_WHAT THIS TASK INVOLVES:_ Transcribe all the entries word for word, but omit the images.

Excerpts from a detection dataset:
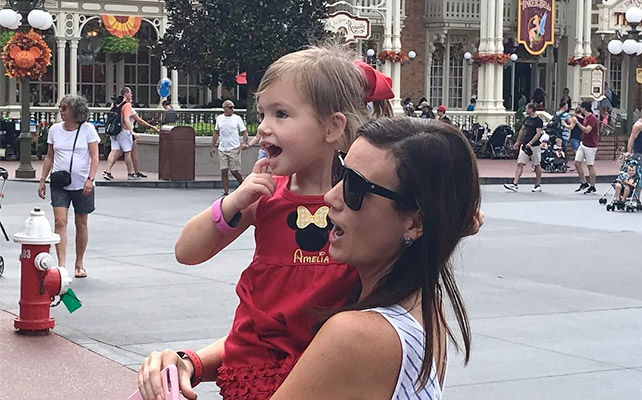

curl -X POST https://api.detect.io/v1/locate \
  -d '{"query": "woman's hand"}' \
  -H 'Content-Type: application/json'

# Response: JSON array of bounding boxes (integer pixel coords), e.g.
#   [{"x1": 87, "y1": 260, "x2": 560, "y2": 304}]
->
[
  {"x1": 138, "y1": 350, "x2": 196, "y2": 400},
  {"x1": 81, "y1": 179, "x2": 94, "y2": 198},
  {"x1": 38, "y1": 181, "x2": 47, "y2": 200},
  {"x1": 223, "y1": 158, "x2": 276, "y2": 215}
]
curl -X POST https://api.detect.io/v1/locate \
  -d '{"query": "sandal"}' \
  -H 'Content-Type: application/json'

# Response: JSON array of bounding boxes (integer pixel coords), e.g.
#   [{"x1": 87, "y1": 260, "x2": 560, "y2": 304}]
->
[{"x1": 74, "y1": 267, "x2": 87, "y2": 278}]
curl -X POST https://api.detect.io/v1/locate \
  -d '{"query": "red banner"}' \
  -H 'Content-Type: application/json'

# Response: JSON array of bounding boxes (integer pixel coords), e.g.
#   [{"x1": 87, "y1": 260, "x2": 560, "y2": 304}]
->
[{"x1": 517, "y1": 0, "x2": 555, "y2": 56}]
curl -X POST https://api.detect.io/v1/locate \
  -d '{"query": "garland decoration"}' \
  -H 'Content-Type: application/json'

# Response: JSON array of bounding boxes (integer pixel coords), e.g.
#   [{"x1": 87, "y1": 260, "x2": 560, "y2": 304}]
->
[
  {"x1": 0, "y1": 29, "x2": 51, "y2": 80},
  {"x1": 377, "y1": 50, "x2": 410, "y2": 62},
  {"x1": 568, "y1": 56, "x2": 597, "y2": 67},
  {"x1": 473, "y1": 53, "x2": 510, "y2": 65}
]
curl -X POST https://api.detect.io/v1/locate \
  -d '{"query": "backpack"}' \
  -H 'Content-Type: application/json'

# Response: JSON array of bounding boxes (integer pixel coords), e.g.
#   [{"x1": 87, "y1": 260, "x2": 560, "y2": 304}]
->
[
  {"x1": 611, "y1": 90, "x2": 620, "y2": 108},
  {"x1": 105, "y1": 102, "x2": 125, "y2": 136},
  {"x1": 546, "y1": 113, "x2": 563, "y2": 137}
]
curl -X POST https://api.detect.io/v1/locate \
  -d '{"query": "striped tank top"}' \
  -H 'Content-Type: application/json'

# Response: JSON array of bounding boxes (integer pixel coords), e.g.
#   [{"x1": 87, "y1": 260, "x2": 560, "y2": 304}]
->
[{"x1": 364, "y1": 304, "x2": 442, "y2": 400}]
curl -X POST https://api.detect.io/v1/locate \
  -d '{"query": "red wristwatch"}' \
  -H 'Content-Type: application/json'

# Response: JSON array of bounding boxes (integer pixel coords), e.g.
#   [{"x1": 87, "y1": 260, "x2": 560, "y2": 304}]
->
[{"x1": 176, "y1": 350, "x2": 203, "y2": 387}]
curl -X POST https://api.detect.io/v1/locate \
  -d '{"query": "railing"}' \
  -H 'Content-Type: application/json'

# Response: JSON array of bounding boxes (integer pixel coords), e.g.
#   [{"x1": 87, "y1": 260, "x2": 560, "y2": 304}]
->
[
  {"x1": 0, "y1": 106, "x2": 246, "y2": 135},
  {"x1": 415, "y1": 111, "x2": 515, "y2": 131}
]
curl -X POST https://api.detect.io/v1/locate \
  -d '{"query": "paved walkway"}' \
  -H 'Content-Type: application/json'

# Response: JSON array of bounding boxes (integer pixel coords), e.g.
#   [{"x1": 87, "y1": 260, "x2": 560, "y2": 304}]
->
[{"x1": 0, "y1": 160, "x2": 619, "y2": 188}]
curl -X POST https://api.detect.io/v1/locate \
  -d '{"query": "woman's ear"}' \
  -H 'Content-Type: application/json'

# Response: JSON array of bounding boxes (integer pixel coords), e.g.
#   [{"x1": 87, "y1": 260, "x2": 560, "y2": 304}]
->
[
  {"x1": 325, "y1": 112, "x2": 348, "y2": 143},
  {"x1": 404, "y1": 211, "x2": 424, "y2": 241}
]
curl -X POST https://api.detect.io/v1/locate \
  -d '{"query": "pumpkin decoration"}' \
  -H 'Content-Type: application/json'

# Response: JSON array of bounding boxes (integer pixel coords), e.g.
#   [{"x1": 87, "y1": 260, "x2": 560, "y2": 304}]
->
[{"x1": 0, "y1": 29, "x2": 51, "y2": 80}]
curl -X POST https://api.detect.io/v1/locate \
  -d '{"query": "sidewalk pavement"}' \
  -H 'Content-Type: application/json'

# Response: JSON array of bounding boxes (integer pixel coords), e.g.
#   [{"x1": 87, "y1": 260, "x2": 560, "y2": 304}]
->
[
  {"x1": 0, "y1": 310, "x2": 136, "y2": 400},
  {"x1": 0, "y1": 160, "x2": 620, "y2": 189}
]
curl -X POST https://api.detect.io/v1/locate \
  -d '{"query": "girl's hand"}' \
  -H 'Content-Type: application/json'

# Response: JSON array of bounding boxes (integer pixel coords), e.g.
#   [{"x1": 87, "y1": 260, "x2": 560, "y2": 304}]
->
[
  {"x1": 38, "y1": 181, "x2": 47, "y2": 200},
  {"x1": 82, "y1": 179, "x2": 94, "y2": 196},
  {"x1": 223, "y1": 158, "x2": 276, "y2": 215},
  {"x1": 138, "y1": 350, "x2": 196, "y2": 400}
]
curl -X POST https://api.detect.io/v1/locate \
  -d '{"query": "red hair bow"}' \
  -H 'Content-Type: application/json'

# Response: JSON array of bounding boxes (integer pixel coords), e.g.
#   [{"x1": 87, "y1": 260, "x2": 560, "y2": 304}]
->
[{"x1": 354, "y1": 60, "x2": 395, "y2": 102}]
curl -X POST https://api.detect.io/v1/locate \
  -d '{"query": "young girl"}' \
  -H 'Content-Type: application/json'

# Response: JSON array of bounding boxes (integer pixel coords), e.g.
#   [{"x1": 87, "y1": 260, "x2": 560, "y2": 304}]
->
[{"x1": 138, "y1": 48, "x2": 393, "y2": 400}]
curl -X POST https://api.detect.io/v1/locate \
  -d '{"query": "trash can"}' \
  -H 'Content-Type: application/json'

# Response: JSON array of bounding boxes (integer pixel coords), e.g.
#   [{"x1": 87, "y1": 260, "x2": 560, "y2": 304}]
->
[{"x1": 158, "y1": 125, "x2": 196, "y2": 181}]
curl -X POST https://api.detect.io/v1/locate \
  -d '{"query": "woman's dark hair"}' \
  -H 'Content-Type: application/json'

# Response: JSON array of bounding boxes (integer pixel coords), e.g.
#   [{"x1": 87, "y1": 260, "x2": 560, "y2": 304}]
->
[{"x1": 342, "y1": 117, "x2": 481, "y2": 387}]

_TASK OUTPUT:_
curl -X POST https://api.detect.io/v1/locate \
  -d '{"query": "woman's hand"}' \
  -H 'Content-Type: application/json'

# Response: JSON array of bounding boxes (integer pixel coords), e.g.
#   [{"x1": 87, "y1": 260, "x2": 560, "y2": 304}]
->
[
  {"x1": 138, "y1": 350, "x2": 196, "y2": 400},
  {"x1": 81, "y1": 179, "x2": 94, "y2": 198},
  {"x1": 38, "y1": 181, "x2": 47, "y2": 200},
  {"x1": 223, "y1": 158, "x2": 276, "y2": 215}
]
curl -X POST https://api.detect.io/v1/locate \
  -d '{"query": "sandal"}' \
  -H 'Content-Type: application/json'

# Response: JSON array of bounding boxes (integer pixel coords), e.g.
#   [{"x1": 87, "y1": 260, "x2": 560, "y2": 304}]
->
[{"x1": 74, "y1": 267, "x2": 87, "y2": 278}]
curl -X POST https://api.detect.io/v1/locate \
  -d '{"query": "red banner"}' \
  -H 'Content-Type: application/json'

# Response: JSON array of bounding boxes (integer pixel coords), e.g.
#   [{"x1": 87, "y1": 260, "x2": 560, "y2": 304}]
->
[{"x1": 517, "y1": 0, "x2": 555, "y2": 56}]
curl -X POST https://api.detect.io/v1/locate \
  -d '{"query": "garland decoration"}' \
  -H 'Content-Type: application/json'

# Response: JSON array of bounding boxes (integer pixel coords), e.g.
#   [{"x1": 87, "y1": 260, "x2": 560, "y2": 304}]
->
[
  {"x1": 0, "y1": 29, "x2": 51, "y2": 80},
  {"x1": 377, "y1": 50, "x2": 410, "y2": 62},
  {"x1": 568, "y1": 56, "x2": 597, "y2": 67},
  {"x1": 473, "y1": 53, "x2": 510, "y2": 65}
]
curl -X POST https://api.detect.io/v1/locate \
  -d '{"query": "backpack"}' \
  -H 'Content-Type: application/json'

# Response: JSON array of bounding boxes (integer pixel coords), e.g.
#   [{"x1": 87, "y1": 260, "x2": 560, "y2": 304}]
->
[
  {"x1": 611, "y1": 90, "x2": 620, "y2": 108},
  {"x1": 105, "y1": 102, "x2": 125, "y2": 136},
  {"x1": 546, "y1": 113, "x2": 563, "y2": 137}
]
curl -X POST https://api.detect.io/v1/locate \
  -d '{"query": "striped tank top"}' \
  -H 'Content-Type: application/json'

# Response: JSON array of bounding boxes (integer pixel coords), e.g.
#   [{"x1": 87, "y1": 260, "x2": 560, "y2": 304}]
->
[{"x1": 364, "y1": 304, "x2": 442, "y2": 400}]
curl -X POST https://api.detect.io/v1/locate \
  -d '{"query": "red wristwatch"}' \
  -H 'Content-Type: application/json'

# Response: JSON array of bounding boxes (integer pixel coords), e.g.
#   [{"x1": 87, "y1": 260, "x2": 560, "y2": 304}]
->
[{"x1": 176, "y1": 350, "x2": 203, "y2": 387}]
curl -X POST https://api.detect.io/v1/locate \
  -d '{"query": "railing"}' \
  -H 'Content-Type: application/json'

# Response: JSON array of bounding boxes (integer pixel coords), e.g.
#   [{"x1": 87, "y1": 260, "x2": 560, "y2": 304}]
->
[
  {"x1": 0, "y1": 106, "x2": 246, "y2": 135},
  {"x1": 415, "y1": 111, "x2": 515, "y2": 131}
]
curl -X POST https://api.detect.io/v1/locate \
  -d '{"query": "paved walkway"}' \
  -H 'Content-Type: application/json'

# Response: JSON array of bounding boxes (integer pixel coords), e.g.
#   [{"x1": 87, "y1": 260, "x2": 560, "y2": 304}]
->
[{"x1": 0, "y1": 160, "x2": 619, "y2": 188}]
curl -X POST https://api.detect.io/v1/locate \
  -d '{"query": "woman's ear"}' \
  -H 'Content-Type: application/json'

# Response: JSON array of bounding boxes (integer pixel coords), e.g.
#   [{"x1": 87, "y1": 260, "x2": 560, "y2": 304}]
->
[
  {"x1": 325, "y1": 112, "x2": 348, "y2": 143},
  {"x1": 404, "y1": 211, "x2": 424, "y2": 241}
]
curl -X POST https://api.detect.io/v1/locate \
  -d '{"query": "pumpkin decoration"}' \
  -H 'Content-Type: application/json'

# Response: JSON array of bounding boxes (integer pixel coords), e.g.
#   [{"x1": 87, "y1": 260, "x2": 560, "y2": 304}]
->
[{"x1": 0, "y1": 29, "x2": 51, "y2": 80}]
curl -X POST https://api.detect.io/v1/locate \
  -d '{"query": "sidewalk pavement"}' \
  -H 'Content-Type: application/json'

# Response: JSON array of bounding boxes (integer pixel coords), e.g.
#   [{"x1": 87, "y1": 260, "x2": 560, "y2": 304}]
->
[
  {"x1": 0, "y1": 310, "x2": 136, "y2": 400},
  {"x1": 0, "y1": 160, "x2": 620, "y2": 189}
]
curl -X POST https://api.detect.io/v1/locate \
  -d '{"query": "girl's hand"}' \
  -H 'Content-Type: application/json'

# Response: JSON array of bounding boxes (integer pixel coords), e.g.
#   [{"x1": 87, "y1": 260, "x2": 560, "y2": 304}]
->
[
  {"x1": 38, "y1": 181, "x2": 47, "y2": 200},
  {"x1": 82, "y1": 179, "x2": 94, "y2": 196},
  {"x1": 223, "y1": 158, "x2": 276, "y2": 215},
  {"x1": 138, "y1": 350, "x2": 196, "y2": 400}
]
curl -X POST https://api.detect.io/v1/locate \
  -d '{"query": "red hair bow"}' \
  -H 'Content-Type: application/json'

# Response: JSON array of bounding boxes (integer pixel coords), e.g.
#   [{"x1": 87, "y1": 260, "x2": 560, "y2": 304}]
->
[{"x1": 354, "y1": 60, "x2": 395, "y2": 102}]
curl -X POST https://api.detect.io/v1/locate \
  -d '{"query": "young girl"}' \
  -H 'Content-Type: application/json'

# Response: JSON array of bounding boxes (integer pixel coords), e.g.
#   [{"x1": 87, "y1": 260, "x2": 560, "y2": 304}]
->
[{"x1": 138, "y1": 48, "x2": 393, "y2": 400}]
curl -X POST https://api.detect.io/v1/locate \
  -d '{"query": "trash can"}' \
  -H 'Content-Type: application/json'

# Response: JSON array of bounding boxes (integer pixel coords), e.g.
#   [{"x1": 87, "y1": 260, "x2": 560, "y2": 304}]
->
[{"x1": 158, "y1": 125, "x2": 196, "y2": 181}]
curl -X POST https://api.detect.io/v1/locate \
  -d '{"query": "woman's dark hair"}' \
  -H 'Content-Type: application/json'

# Response: JSON array of bounding boxes (integer pixel coords), e.g.
#   [{"x1": 87, "y1": 260, "x2": 560, "y2": 304}]
->
[{"x1": 342, "y1": 117, "x2": 481, "y2": 387}]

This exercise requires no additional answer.